* _Prompt_:
Give the count of lines in the entries that include "dress", and write nothing besides it.

* _Exercise inputs_:
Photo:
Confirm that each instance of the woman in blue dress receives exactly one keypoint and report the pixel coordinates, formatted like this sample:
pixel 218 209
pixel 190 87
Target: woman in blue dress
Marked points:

--

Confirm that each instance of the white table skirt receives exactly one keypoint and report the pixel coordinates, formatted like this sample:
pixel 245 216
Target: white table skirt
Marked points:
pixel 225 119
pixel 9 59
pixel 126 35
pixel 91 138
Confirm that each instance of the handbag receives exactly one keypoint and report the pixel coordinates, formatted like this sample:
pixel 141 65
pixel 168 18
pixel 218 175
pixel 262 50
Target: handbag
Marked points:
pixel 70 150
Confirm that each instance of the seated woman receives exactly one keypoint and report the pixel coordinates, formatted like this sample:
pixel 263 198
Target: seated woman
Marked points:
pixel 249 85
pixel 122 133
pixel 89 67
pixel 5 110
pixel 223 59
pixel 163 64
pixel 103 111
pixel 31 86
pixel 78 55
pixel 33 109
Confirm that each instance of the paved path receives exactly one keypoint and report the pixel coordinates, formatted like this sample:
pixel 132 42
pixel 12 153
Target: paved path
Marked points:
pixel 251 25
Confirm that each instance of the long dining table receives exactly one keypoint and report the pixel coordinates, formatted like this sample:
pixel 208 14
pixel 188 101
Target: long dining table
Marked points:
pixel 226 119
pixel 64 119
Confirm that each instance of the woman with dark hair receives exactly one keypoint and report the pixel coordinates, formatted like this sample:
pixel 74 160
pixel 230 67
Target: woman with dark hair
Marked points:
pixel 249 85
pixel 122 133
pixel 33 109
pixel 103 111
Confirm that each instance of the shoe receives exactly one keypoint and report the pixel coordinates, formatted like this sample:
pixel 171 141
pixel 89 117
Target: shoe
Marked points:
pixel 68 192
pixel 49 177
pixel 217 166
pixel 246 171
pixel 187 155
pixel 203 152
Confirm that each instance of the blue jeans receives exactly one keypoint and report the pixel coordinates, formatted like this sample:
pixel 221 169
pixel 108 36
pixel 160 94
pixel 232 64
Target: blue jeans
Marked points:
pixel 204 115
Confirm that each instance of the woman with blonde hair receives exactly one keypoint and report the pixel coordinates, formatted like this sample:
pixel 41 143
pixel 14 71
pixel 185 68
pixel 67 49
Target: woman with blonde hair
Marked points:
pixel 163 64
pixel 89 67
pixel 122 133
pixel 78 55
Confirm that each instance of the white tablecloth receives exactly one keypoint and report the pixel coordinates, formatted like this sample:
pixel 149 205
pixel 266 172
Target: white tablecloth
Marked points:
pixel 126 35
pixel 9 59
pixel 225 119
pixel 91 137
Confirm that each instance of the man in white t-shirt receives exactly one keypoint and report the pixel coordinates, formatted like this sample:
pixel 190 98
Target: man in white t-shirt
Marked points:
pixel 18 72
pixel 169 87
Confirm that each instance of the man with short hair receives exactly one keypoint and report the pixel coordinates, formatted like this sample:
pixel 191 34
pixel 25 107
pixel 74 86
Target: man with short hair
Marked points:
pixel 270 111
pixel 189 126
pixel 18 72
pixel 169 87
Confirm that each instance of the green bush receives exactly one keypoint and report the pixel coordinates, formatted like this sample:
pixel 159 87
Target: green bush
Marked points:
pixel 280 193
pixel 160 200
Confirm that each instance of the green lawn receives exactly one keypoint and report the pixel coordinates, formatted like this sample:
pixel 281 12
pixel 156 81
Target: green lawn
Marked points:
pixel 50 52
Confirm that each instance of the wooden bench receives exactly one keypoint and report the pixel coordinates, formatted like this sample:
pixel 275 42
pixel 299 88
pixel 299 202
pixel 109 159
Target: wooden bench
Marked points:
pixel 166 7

* _Task solution_:
2